◆ STATED TASK A
Please reproduce the full call_once message below, word for word.

◆ SELECTED TEXT
--- BEGIN ---
From: Anthony Williams (anthony_w.geo_at_[hidden])
Date: 2007-03-23 05:08:08
"Peter Dimov" <pdimov_at_[hidden]> writes:
> Anthony Williams wrote:
>> "Peter Dimov" <pdimov_at_[hidden]> writes:
>>> I don't see call_once in jss_thread.zip, by the way; maybe you
>>> forgot to put it into the archive?
>> Oops. Thanks for spotting that. I've added it to the archive, and
>> updated it to take multiple arguments in passing.
> Some comments on that:
Thanks for taking the time to look at this.
> template<typename Function>
> void call_once(once_flag& flag,Function f)
> // Try for a quick win: if the proceedure has already been called
> // just skip through:
> long const function_complete_flag_value=0xc15730e2;
> char mutex_name[::jss::detail::once_mutex_name_length];
> void* const
> detail::win32::handle_holder const closer(mutex_handle);
> detail::win32_mutex_scoped_lock const lock(mutex_handle);
> The first load needs to be a load_acquire; the second can be ordinary since
> it's done under a lock. The store needs to be store_release.
I didn't want to think about acquire/release semantics when I wrote that, so I
just went for "ordered" ops.
Agreed that the second read can be ordinary. Actually I think the store can be
ordinary too since it's also done under a lock, and the unlock has (or should
have, anyway) release semantics.
I agree that the first read needs to be load_acquire, though: without the
acquire, there's no synchronization in the case that the flag has been set,
and there's nothing to "release".
--- END ---
◆ ITEMS
--- BEGIN ---
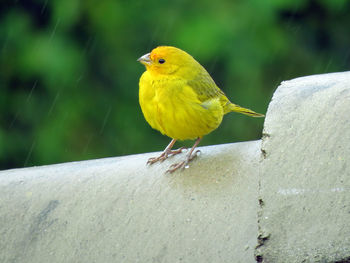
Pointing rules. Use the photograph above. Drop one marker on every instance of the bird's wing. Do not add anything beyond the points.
(205, 87)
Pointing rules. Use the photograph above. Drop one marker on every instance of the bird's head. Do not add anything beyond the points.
(166, 60)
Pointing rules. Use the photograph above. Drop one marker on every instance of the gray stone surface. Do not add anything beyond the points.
(305, 175)
(119, 210)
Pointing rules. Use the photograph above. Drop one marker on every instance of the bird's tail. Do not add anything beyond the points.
(236, 108)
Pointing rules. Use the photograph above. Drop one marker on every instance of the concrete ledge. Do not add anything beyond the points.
(283, 199)
(305, 175)
(119, 210)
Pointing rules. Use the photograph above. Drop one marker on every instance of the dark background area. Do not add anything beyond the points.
(69, 76)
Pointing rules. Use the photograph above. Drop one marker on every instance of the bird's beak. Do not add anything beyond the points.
(145, 59)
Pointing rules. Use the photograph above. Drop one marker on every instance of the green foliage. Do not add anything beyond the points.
(69, 76)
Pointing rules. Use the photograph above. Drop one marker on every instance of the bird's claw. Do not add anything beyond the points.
(183, 164)
(165, 155)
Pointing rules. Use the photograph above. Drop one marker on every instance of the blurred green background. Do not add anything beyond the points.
(69, 76)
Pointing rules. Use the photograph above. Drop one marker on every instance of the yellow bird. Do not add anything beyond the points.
(180, 99)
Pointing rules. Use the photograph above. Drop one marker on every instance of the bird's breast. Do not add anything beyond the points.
(173, 108)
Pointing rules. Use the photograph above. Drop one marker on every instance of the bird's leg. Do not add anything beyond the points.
(166, 153)
(190, 157)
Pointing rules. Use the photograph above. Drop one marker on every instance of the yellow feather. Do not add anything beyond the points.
(180, 99)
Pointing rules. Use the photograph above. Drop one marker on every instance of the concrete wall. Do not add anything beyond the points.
(283, 199)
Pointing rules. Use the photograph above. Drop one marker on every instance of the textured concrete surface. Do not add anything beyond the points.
(119, 210)
(305, 175)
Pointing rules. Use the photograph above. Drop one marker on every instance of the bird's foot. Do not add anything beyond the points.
(183, 164)
(165, 155)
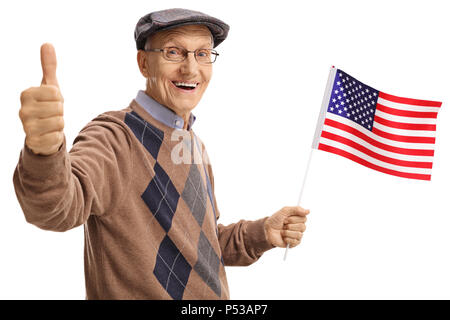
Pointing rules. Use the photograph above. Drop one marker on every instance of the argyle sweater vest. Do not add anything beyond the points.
(145, 195)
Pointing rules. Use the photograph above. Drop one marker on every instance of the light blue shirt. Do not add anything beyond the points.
(162, 113)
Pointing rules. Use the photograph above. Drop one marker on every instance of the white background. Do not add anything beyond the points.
(369, 235)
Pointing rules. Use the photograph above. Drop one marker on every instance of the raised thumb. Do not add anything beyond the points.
(48, 62)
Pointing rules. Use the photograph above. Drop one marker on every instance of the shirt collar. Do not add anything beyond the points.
(162, 113)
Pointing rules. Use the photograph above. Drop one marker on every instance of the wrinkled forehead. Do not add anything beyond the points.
(189, 35)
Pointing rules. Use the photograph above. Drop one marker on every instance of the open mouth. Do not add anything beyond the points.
(185, 85)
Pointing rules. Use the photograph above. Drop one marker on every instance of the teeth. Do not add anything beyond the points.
(184, 84)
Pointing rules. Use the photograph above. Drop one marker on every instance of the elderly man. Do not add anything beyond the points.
(139, 179)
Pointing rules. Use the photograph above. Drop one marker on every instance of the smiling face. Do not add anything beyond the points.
(177, 85)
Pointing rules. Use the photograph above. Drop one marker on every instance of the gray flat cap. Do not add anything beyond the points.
(172, 18)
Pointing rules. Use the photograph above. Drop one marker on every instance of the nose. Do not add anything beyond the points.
(189, 66)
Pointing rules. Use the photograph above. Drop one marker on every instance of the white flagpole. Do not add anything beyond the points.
(319, 126)
(301, 193)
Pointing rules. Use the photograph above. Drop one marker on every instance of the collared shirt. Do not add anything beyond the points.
(162, 113)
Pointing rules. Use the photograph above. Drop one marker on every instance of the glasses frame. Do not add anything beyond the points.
(186, 52)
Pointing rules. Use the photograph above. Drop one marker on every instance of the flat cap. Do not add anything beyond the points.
(172, 18)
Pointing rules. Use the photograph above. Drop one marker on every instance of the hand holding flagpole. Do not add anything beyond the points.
(319, 126)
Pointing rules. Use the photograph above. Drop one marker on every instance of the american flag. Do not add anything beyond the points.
(383, 132)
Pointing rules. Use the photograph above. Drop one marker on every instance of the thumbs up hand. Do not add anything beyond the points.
(42, 110)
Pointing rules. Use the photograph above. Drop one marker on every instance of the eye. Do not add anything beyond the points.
(173, 51)
(203, 53)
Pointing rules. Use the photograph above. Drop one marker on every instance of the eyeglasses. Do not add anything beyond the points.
(203, 56)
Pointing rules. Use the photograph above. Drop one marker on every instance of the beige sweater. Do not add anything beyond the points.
(150, 224)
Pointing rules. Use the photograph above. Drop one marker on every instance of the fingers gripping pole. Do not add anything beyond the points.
(301, 193)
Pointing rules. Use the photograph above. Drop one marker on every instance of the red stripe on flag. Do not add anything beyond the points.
(414, 102)
(357, 146)
(365, 163)
(411, 152)
(405, 113)
(400, 138)
(407, 126)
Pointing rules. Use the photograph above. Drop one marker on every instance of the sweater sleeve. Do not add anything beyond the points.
(60, 191)
(241, 243)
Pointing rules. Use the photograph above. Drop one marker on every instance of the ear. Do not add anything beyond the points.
(142, 62)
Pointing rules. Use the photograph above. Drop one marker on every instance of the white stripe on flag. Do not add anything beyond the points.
(406, 107)
(404, 132)
(373, 160)
(375, 149)
(402, 119)
(370, 134)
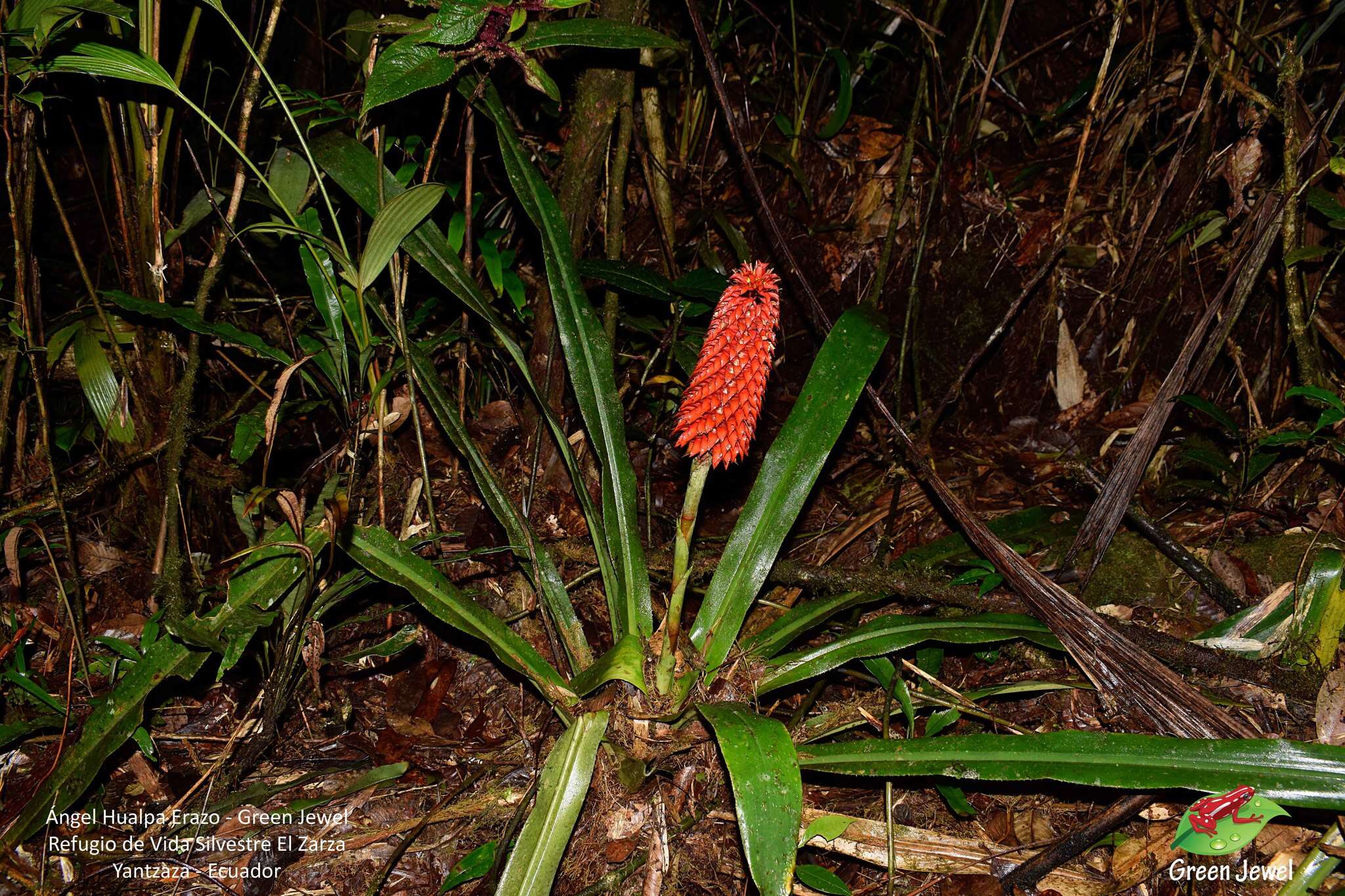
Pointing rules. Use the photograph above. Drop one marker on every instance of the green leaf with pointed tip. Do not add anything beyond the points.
(604, 34)
(822, 880)
(845, 97)
(1229, 834)
(391, 561)
(623, 662)
(888, 634)
(560, 796)
(799, 618)
(767, 790)
(628, 277)
(588, 355)
(410, 64)
(188, 319)
(101, 387)
(353, 167)
(1297, 774)
(391, 224)
(787, 475)
(114, 62)
(527, 547)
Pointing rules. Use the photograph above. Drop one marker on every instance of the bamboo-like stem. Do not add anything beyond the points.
(615, 224)
(1300, 316)
(681, 570)
(169, 562)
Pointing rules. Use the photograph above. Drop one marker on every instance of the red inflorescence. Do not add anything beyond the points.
(722, 402)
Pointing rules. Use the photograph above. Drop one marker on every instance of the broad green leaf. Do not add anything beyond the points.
(560, 796)
(841, 112)
(1210, 410)
(106, 729)
(391, 561)
(11, 731)
(353, 167)
(1327, 203)
(526, 545)
(197, 209)
(592, 33)
(1321, 609)
(326, 291)
(588, 354)
(290, 175)
(407, 66)
(1298, 774)
(628, 277)
(27, 14)
(263, 581)
(390, 647)
(114, 62)
(767, 790)
(393, 222)
(825, 826)
(623, 662)
(888, 634)
(1317, 394)
(787, 475)
(188, 319)
(470, 867)
(799, 618)
(1229, 836)
(537, 78)
(458, 22)
(101, 387)
(821, 879)
(1305, 254)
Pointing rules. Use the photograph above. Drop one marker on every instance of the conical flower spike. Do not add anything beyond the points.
(721, 405)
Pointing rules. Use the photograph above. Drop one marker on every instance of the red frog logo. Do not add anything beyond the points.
(1206, 813)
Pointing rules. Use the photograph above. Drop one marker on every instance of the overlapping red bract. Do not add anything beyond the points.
(721, 405)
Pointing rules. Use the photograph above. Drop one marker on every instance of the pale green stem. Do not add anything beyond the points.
(681, 570)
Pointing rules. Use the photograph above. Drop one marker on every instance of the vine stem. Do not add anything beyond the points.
(681, 570)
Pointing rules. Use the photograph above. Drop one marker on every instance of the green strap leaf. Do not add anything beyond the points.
(1300, 774)
(588, 355)
(527, 547)
(403, 69)
(767, 790)
(260, 584)
(592, 33)
(391, 561)
(888, 634)
(630, 277)
(391, 224)
(353, 167)
(188, 319)
(623, 662)
(787, 475)
(801, 618)
(845, 96)
(560, 796)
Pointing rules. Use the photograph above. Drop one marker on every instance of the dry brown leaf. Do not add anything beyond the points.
(1331, 710)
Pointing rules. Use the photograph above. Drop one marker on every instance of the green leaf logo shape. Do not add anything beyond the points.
(1229, 836)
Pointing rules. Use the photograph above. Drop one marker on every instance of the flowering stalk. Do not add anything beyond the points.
(718, 414)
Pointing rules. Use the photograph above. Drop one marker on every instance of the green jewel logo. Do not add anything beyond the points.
(1224, 822)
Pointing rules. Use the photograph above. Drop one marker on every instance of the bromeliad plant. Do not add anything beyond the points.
(280, 582)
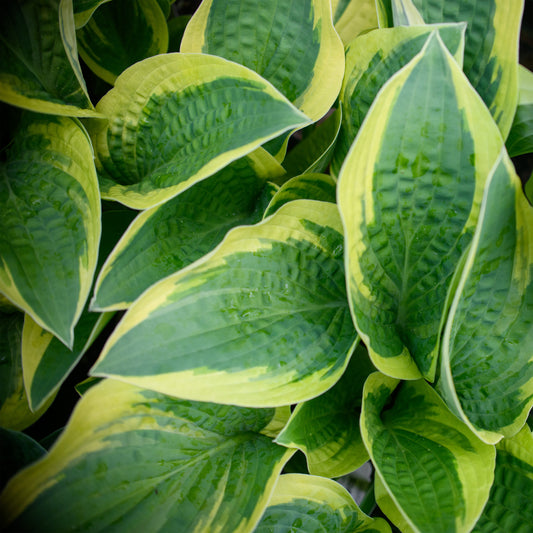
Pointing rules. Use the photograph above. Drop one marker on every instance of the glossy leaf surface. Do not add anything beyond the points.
(487, 364)
(50, 222)
(245, 325)
(436, 473)
(132, 459)
(311, 504)
(175, 119)
(409, 195)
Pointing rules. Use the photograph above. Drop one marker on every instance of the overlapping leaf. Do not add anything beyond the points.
(487, 364)
(39, 63)
(311, 504)
(175, 119)
(326, 428)
(295, 46)
(434, 474)
(409, 194)
(121, 33)
(132, 459)
(263, 320)
(510, 506)
(491, 49)
(49, 221)
(371, 60)
(166, 238)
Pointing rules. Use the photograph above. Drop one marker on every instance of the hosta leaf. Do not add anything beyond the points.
(39, 64)
(84, 9)
(510, 506)
(409, 195)
(351, 17)
(520, 140)
(132, 459)
(15, 412)
(487, 364)
(166, 238)
(314, 152)
(175, 119)
(121, 33)
(311, 504)
(491, 49)
(294, 46)
(307, 186)
(370, 61)
(47, 362)
(326, 428)
(17, 450)
(50, 222)
(247, 324)
(436, 472)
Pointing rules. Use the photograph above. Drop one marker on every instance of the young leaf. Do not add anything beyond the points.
(132, 459)
(307, 186)
(370, 61)
(294, 46)
(50, 222)
(491, 49)
(247, 324)
(510, 506)
(175, 119)
(409, 195)
(39, 64)
(47, 362)
(311, 504)
(15, 412)
(166, 238)
(487, 364)
(326, 428)
(351, 17)
(121, 33)
(436, 473)
(520, 140)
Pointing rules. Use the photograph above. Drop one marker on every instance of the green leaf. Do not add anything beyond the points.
(50, 222)
(311, 504)
(121, 33)
(409, 194)
(47, 362)
(307, 186)
(17, 451)
(314, 152)
(491, 49)
(175, 119)
(84, 9)
(520, 140)
(132, 459)
(510, 507)
(370, 61)
(166, 238)
(487, 364)
(246, 324)
(351, 17)
(436, 472)
(15, 412)
(295, 45)
(326, 428)
(39, 64)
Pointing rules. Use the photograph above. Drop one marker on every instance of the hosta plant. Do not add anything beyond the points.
(287, 239)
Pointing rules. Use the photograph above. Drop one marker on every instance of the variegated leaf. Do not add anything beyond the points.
(131, 459)
(245, 325)
(409, 194)
(487, 363)
(434, 474)
(175, 119)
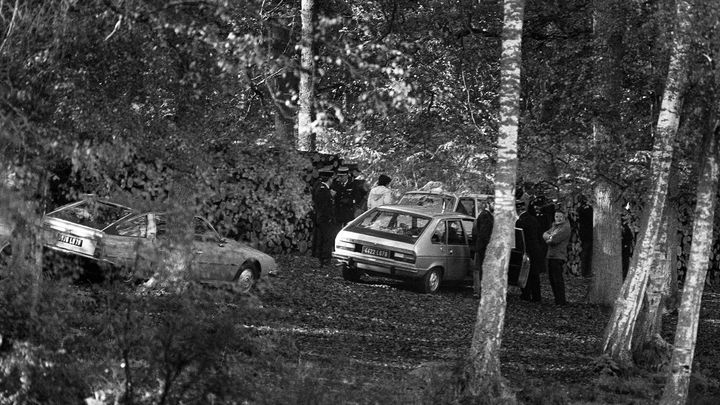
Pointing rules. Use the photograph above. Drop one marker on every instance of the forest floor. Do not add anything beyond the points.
(379, 341)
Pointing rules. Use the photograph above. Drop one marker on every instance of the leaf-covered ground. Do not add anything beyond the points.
(380, 341)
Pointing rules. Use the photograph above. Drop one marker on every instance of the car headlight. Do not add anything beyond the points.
(343, 244)
(405, 257)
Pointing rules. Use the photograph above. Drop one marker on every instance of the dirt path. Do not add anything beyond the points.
(372, 334)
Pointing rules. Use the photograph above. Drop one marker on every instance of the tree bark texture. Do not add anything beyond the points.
(608, 27)
(306, 135)
(484, 363)
(618, 335)
(650, 317)
(607, 258)
(281, 82)
(676, 388)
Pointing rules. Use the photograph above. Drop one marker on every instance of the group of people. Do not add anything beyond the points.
(339, 197)
(546, 242)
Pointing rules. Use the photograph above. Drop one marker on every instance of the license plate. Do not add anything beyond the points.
(61, 237)
(375, 252)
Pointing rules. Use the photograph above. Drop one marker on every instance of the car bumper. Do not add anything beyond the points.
(379, 266)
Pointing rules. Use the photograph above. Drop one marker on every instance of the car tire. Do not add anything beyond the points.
(246, 278)
(430, 283)
(351, 273)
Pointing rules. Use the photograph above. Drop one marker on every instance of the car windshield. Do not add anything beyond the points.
(92, 213)
(400, 226)
(441, 202)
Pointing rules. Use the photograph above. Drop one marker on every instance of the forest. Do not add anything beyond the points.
(228, 109)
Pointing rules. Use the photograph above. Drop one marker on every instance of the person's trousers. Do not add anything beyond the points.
(586, 258)
(477, 272)
(557, 282)
(531, 292)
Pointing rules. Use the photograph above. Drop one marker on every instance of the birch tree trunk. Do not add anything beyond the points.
(676, 388)
(608, 27)
(483, 370)
(618, 335)
(306, 135)
(650, 317)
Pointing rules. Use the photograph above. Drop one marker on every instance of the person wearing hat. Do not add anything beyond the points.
(344, 201)
(380, 194)
(533, 248)
(360, 189)
(324, 224)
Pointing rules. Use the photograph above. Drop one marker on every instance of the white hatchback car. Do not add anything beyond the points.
(412, 243)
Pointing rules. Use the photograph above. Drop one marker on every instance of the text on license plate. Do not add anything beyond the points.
(69, 239)
(375, 252)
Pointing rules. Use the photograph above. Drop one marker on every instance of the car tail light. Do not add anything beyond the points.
(343, 244)
(404, 257)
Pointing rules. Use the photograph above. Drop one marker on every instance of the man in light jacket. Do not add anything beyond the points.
(557, 238)
(380, 194)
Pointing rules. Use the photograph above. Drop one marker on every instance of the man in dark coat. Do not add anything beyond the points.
(534, 248)
(344, 201)
(325, 229)
(481, 233)
(585, 225)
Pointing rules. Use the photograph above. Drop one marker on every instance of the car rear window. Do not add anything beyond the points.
(93, 214)
(401, 226)
(437, 201)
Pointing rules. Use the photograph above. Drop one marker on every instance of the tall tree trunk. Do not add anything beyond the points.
(607, 262)
(676, 388)
(483, 369)
(609, 27)
(649, 320)
(281, 82)
(617, 341)
(306, 135)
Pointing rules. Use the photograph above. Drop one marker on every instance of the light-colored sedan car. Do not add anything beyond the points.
(411, 243)
(207, 257)
(118, 235)
(77, 228)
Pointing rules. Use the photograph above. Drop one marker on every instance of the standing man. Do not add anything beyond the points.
(324, 218)
(585, 224)
(380, 194)
(360, 189)
(481, 233)
(534, 247)
(344, 202)
(557, 238)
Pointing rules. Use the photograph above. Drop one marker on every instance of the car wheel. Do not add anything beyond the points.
(245, 279)
(351, 273)
(431, 282)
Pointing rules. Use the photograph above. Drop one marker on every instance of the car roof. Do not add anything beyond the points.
(426, 211)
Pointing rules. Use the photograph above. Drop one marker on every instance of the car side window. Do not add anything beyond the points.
(467, 206)
(467, 228)
(456, 236)
(203, 230)
(160, 225)
(438, 236)
(136, 227)
(519, 239)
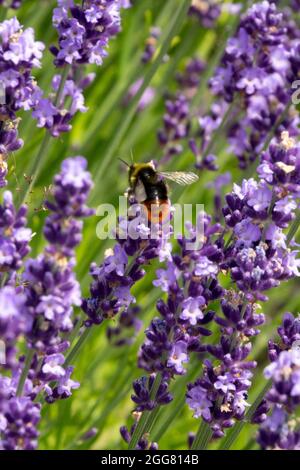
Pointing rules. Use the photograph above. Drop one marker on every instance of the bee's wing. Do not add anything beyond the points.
(180, 177)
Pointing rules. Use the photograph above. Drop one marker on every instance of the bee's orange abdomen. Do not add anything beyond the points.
(158, 210)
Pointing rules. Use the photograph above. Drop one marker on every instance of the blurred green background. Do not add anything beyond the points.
(106, 372)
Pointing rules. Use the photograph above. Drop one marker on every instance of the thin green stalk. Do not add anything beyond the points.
(219, 131)
(234, 432)
(294, 228)
(269, 137)
(63, 80)
(75, 350)
(202, 437)
(3, 14)
(38, 161)
(146, 417)
(25, 371)
(174, 28)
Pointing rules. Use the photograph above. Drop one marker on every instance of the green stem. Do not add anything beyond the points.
(202, 437)
(3, 14)
(234, 432)
(269, 137)
(293, 230)
(25, 371)
(175, 26)
(61, 87)
(36, 166)
(146, 418)
(75, 350)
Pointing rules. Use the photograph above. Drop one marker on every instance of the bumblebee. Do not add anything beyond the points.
(149, 187)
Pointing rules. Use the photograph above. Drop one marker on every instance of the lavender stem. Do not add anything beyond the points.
(25, 371)
(37, 162)
(146, 417)
(202, 437)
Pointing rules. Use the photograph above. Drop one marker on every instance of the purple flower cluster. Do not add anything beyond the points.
(171, 337)
(128, 325)
(207, 11)
(279, 430)
(52, 287)
(37, 303)
(177, 119)
(121, 269)
(151, 44)
(15, 4)
(257, 258)
(219, 396)
(85, 30)
(56, 117)
(14, 238)
(253, 82)
(19, 55)
(258, 213)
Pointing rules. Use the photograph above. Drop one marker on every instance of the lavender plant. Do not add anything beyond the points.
(176, 333)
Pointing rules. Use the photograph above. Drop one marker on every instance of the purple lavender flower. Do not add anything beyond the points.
(128, 325)
(14, 237)
(151, 44)
(51, 287)
(171, 338)
(20, 418)
(278, 431)
(14, 317)
(208, 11)
(20, 54)
(254, 76)
(56, 117)
(15, 4)
(84, 31)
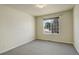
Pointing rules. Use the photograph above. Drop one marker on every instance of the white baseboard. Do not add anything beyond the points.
(19, 44)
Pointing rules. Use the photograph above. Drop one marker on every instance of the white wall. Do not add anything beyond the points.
(65, 24)
(16, 28)
(76, 27)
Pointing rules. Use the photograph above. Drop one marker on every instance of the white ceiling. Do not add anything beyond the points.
(50, 8)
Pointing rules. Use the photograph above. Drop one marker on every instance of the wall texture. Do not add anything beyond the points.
(76, 27)
(66, 26)
(16, 28)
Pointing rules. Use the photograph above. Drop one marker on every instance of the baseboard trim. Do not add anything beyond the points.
(57, 41)
(6, 50)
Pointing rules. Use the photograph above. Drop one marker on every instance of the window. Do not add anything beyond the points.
(51, 25)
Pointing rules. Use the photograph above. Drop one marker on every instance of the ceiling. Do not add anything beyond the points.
(50, 8)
--- END ---
◆ STATED TASK B
Count the lines in the rows above that contain the string "surface", with case counting, and give only the number.

◆ EXERCISE ANSWER A
From: Anthony Williams (anthony_w.geo_at_[hidden])
Date: 2007-03-23 05:08:08
"Peter Dimov" <pdimov_at_[hidden]> writes:
> Anthony Williams wrote:
>> "Peter Dimov" <pdimov_at_[hidden]> writes:
>>> I don't see call_once in jss_thread.zip, by the way; maybe you
>>> forgot to put it into the archive?
>> Oops. Thanks for spotting that. I've added it to the archive, and
>> updated it to take multiple arguments in passing.
> Some comments on that:
Thanks for taking the time to look at this.
> template<typename Function>
> void call_once(once_flag& flag,Function f)
> // Try for a quick win: if the proceedure has already been called
> // just skip through:
> long const function_complete_flag_value=0xc15730e2;
> char mutex_name[::jss::detail::once_mutex_name_length];
> void* const
> detail::win32::handle_holder const closer(mutex_handle);
> detail::win32_mutex_scoped_lock const lock(mutex_handle);
> The first load needs to be a load_acquire; the second can be ordinary since
> it's done under a lock. The store needs to be store_release.
I didn't want to think about acquire/release semantics when I wrote that, so I
just went for "ordered" ops.
Agreed that the second read can be ordinary. Actually I think the store can be
ordinary too since it's also done under a lock, and the unlock has (or should
have, anyway) release semantics.
I agree that the first read needs to be load_acquire, though: without the
acquire, there's no synchronization in the case that the flag has been set,
and there's nothing to "release".

◆ EXERCISE ANSWER B
3